# Start of EXERCISE MATERIALS

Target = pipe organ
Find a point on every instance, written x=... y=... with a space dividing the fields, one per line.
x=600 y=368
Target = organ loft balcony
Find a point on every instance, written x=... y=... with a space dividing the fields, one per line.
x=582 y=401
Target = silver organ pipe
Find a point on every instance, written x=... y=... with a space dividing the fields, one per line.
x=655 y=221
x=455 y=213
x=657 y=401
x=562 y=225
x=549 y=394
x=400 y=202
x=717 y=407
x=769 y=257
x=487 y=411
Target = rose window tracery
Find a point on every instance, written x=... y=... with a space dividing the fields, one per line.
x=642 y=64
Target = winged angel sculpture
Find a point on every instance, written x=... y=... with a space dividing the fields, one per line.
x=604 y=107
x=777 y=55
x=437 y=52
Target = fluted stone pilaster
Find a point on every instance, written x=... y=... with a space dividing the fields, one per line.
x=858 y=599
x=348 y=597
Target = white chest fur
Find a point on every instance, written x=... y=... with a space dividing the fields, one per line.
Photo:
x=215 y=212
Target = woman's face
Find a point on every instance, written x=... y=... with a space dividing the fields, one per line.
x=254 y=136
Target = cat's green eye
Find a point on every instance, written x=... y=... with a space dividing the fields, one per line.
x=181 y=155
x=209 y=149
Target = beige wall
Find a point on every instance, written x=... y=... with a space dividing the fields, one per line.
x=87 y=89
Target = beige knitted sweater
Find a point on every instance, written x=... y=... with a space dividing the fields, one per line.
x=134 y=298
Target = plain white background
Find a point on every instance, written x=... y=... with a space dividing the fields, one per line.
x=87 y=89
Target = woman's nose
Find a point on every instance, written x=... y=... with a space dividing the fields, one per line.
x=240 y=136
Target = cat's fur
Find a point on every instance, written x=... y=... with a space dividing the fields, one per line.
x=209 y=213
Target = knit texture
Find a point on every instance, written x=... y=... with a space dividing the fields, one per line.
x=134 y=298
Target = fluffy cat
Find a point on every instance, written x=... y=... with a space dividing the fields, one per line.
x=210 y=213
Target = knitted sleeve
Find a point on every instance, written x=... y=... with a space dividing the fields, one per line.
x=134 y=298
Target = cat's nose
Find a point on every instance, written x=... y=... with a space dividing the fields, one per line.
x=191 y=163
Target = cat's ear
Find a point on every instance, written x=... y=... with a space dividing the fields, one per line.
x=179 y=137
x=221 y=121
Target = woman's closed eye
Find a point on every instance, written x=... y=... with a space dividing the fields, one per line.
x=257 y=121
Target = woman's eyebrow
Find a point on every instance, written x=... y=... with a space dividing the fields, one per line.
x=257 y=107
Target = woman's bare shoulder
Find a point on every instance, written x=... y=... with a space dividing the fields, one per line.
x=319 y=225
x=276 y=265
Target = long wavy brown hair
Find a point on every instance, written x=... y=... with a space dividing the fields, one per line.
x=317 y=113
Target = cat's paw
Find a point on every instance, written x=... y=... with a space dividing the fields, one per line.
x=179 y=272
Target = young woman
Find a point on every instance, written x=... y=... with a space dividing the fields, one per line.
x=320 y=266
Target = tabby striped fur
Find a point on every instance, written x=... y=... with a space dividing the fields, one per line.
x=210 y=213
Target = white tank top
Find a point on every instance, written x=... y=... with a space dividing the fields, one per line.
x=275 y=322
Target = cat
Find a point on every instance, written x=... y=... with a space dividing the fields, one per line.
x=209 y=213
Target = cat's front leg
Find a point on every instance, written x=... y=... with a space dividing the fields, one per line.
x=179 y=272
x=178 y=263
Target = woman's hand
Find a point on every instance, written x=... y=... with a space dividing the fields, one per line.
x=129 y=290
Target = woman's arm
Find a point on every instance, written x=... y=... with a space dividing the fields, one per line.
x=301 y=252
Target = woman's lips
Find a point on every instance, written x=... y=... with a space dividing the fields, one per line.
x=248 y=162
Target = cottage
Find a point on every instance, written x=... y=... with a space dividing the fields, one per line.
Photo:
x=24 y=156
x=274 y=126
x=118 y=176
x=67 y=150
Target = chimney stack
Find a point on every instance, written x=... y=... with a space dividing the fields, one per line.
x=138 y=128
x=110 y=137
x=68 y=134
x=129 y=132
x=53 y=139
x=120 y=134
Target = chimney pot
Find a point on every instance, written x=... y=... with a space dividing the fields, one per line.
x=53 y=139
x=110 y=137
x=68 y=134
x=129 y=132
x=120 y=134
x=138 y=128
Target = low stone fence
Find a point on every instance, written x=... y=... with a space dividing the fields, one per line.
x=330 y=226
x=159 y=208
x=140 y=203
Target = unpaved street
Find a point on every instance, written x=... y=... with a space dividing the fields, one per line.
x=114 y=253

# End of EXERCISE MATERIALS

Can you write out every line of the data above, from start to finish, without changing anything?

OUTPUT FOR THIS EXERCISE:
Target = pipe organ
Find a point on every instance, written x=... y=... with a space dividing the fields, one per line.
x=600 y=368
Target = organ loft balcony
Find a point on every instance, written x=... y=... with a space dividing the fields, one per line.
x=582 y=401
Target = silver organ pipe
Find a point on every instance, written x=... y=... with a space dividing the fields, one per line.
x=655 y=221
x=455 y=213
x=657 y=401
x=562 y=225
x=549 y=394
x=400 y=202
x=717 y=407
x=769 y=257
x=487 y=411
Target = rose window tracery
Find a point on every instance, written x=... y=... with a space dividing the fields, one per line.
x=642 y=64
Target = winged angel sculpture
Find a point on every instance, written x=... y=... with a space dividing the fields, one per line.
x=604 y=107
x=777 y=55
x=437 y=52
Target = fluted stone pilaster
Find a point on every instance, written x=... y=... with a space dividing the fields, one per line.
x=858 y=599
x=348 y=597
Target = white chest fur
Find a point on every instance, written x=... y=... with a space dividing the fields, one per line.
Photo:
x=215 y=212
Target = woman's face
Find a point on every instance, written x=... y=... with a space dividing the fields, one per line.
x=254 y=136
Target = cat's green eye
Find a point on every instance, written x=... y=... with a space dividing the fields, one per line.
x=181 y=155
x=209 y=149
Target = beige wall
Find a point on every instance, written x=... y=... with a space dividing the fields, one per line.
x=87 y=89
Target = beige knitted sweater
Find a point on every instance, written x=... y=... with a space dividing the fields, one per line.
x=134 y=298
Target = plain white background
Find a point on every instance, written x=... y=... with a space dividing the fields, one per line.
x=87 y=89
Target = woman's nose
Find a point on every instance, written x=... y=... with a space dividing the fields, one per line.
x=240 y=136
Target = cat's fur
Find a point on every instance, written x=... y=... with a space dividing the fields, one per line.
x=209 y=213
Target = knit texture
Find a point on every instance, written x=... y=... with a space dividing the fields, one per line.
x=134 y=298
Target = fluffy cat
Find a point on every instance, written x=... y=... with a space dividing the fields, one per line.
x=210 y=213
Target = knitted sleeve
Find a point on every instance, written x=... y=... with a space dividing the fields, one per line.
x=134 y=298
Target = cat's nose
Find a point on every instance, written x=... y=... with a space dividing the fields, one per line.
x=191 y=163
Target = cat's ear
Find a point on every instance, written x=... y=... with a space dividing the fields, one per line.
x=179 y=137
x=221 y=121
Target = woman's closed eye
Find a point on every instance, written x=... y=... with a space dividing the fields, one per line.
x=257 y=121
Target = woman's eyebrow
Find a point on every instance, written x=... y=... with a space dividing the fields, one per line.
x=257 y=107
Target = woman's bare shoulder
Find a point on every instance, written x=... y=... with a space dividing the fields, one per line.
x=319 y=225
x=276 y=265
Target = long wavy brown hair
Find a point on every instance, written x=... y=... with a space dividing the fields, one per line.
x=317 y=113
Target = cat's paw
Find a point on every instance, written x=... y=... with a space dividing the fields, one per line.
x=179 y=272
Target = young woman
Find a point on every instance, written x=... y=... with a space dividing the fields, one per line.
x=320 y=266
Target = tabby striped fur
Find a point on every instance, written x=... y=... with a space dividing the fields, one per line.
x=210 y=213
Target = white tank top
Find a point on every instance, written x=... y=... with a space dividing the fields, one per line.
x=275 y=322
Target = cat
Find a point on every instance, written x=... y=... with a space dividing the fields, one per line.
x=209 y=213
Target = cat's front leg
Find a point on every instance, written x=... y=... with a space dividing the fields, one per line.
x=179 y=272
x=178 y=263
Target = woman's hand
Find a point on every instance, written x=... y=... with a space dividing the fields, one per line.
x=129 y=290
Target = woman's arm
Find a point on every instance, written x=... y=... with a space dividing the fields, one per line.
x=301 y=252
Target = woman's lips
Find a point on every instance, written x=... y=... with a space dividing the fields, one per line.
x=248 y=162
Target = cottage
Find a point on every instance, written x=... y=... with a space dividing the fields, one per line.
Photo:
x=24 y=156
x=274 y=126
x=118 y=176
x=67 y=150
Target = chimney stack
Find a point on every instance, written x=... y=... with a space dividing the fields, one per line.
x=138 y=128
x=110 y=137
x=68 y=134
x=129 y=132
x=53 y=139
x=120 y=134
Target = chimney pot
Find a point on every instance, written x=... y=... with a space dividing the fields, one per line.
x=53 y=139
x=110 y=137
x=68 y=134
x=129 y=132
x=120 y=134
x=138 y=128
Target = low stone fence
Find a point on every instance, written x=... y=... with a space dividing the fields, one per line.
x=330 y=226
x=159 y=208
x=140 y=203
Target = unpaved street
Find a point on every instance, written x=... y=... with a space dividing the fields, one per line.
x=114 y=253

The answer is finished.